= Prompt =
Each line of the listing below must be retyped exactly, with images left out.
(Task data)
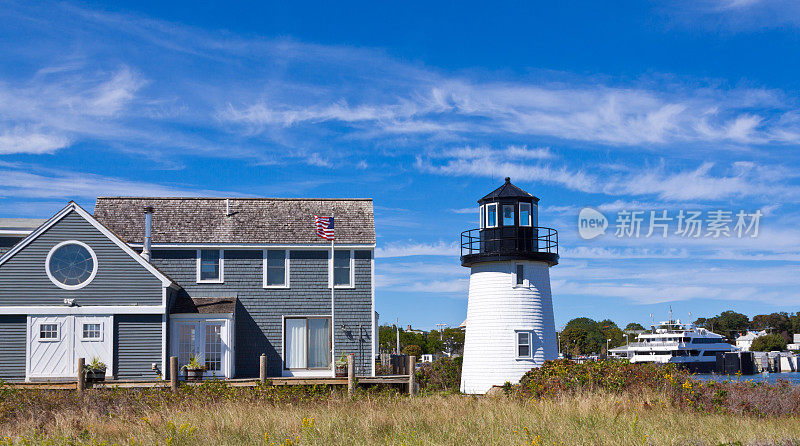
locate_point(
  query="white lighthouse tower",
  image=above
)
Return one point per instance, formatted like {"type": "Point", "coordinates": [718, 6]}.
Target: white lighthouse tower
{"type": "Point", "coordinates": [510, 326]}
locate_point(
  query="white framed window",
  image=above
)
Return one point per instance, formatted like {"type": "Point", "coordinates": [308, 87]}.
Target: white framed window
{"type": "Point", "coordinates": [508, 215]}
{"type": "Point", "coordinates": [519, 275]}
{"type": "Point", "coordinates": [92, 331]}
{"type": "Point", "coordinates": [525, 214]}
{"type": "Point", "coordinates": [307, 343]}
{"type": "Point", "coordinates": [49, 333]}
{"type": "Point", "coordinates": [491, 215]}
{"type": "Point", "coordinates": [343, 269]}
{"type": "Point", "coordinates": [276, 268]}
{"type": "Point", "coordinates": [210, 341]}
{"type": "Point", "coordinates": [71, 265]}
{"type": "Point", "coordinates": [523, 340]}
{"type": "Point", "coordinates": [210, 265]}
(End Task data)
= Solution for this problem =
locate_point(
  query="white lighthouse tower",
  image=above
)
Return one point per instance, formatted like {"type": "Point", "coordinates": [718, 6]}.
Target: white lighthouse tower
{"type": "Point", "coordinates": [510, 326]}
locate_point(
  query="white framed window",
  image=above
)
Return one point per instance, formatted like {"type": "Point", "coordinates": [308, 87]}.
Target: white framed window
{"type": "Point", "coordinates": [508, 215]}
{"type": "Point", "coordinates": [519, 275]}
{"type": "Point", "coordinates": [92, 331]}
{"type": "Point", "coordinates": [525, 214]}
{"type": "Point", "coordinates": [307, 343]}
{"type": "Point", "coordinates": [49, 333]}
{"type": "Point", "coordinates": [491, 215]}
{"type": "Point", "coordinates": [343, 269]}
{"type": "Point", "coordinates": [276, 268]}
{"type": "Point", "coordinates": [210, 341]}
{"type": "Point", "coordinates": [71, 265]}
{"type": "Point", "coordinates": [523, 340]}
{"type": "Point", "coordinates": [210, 265]}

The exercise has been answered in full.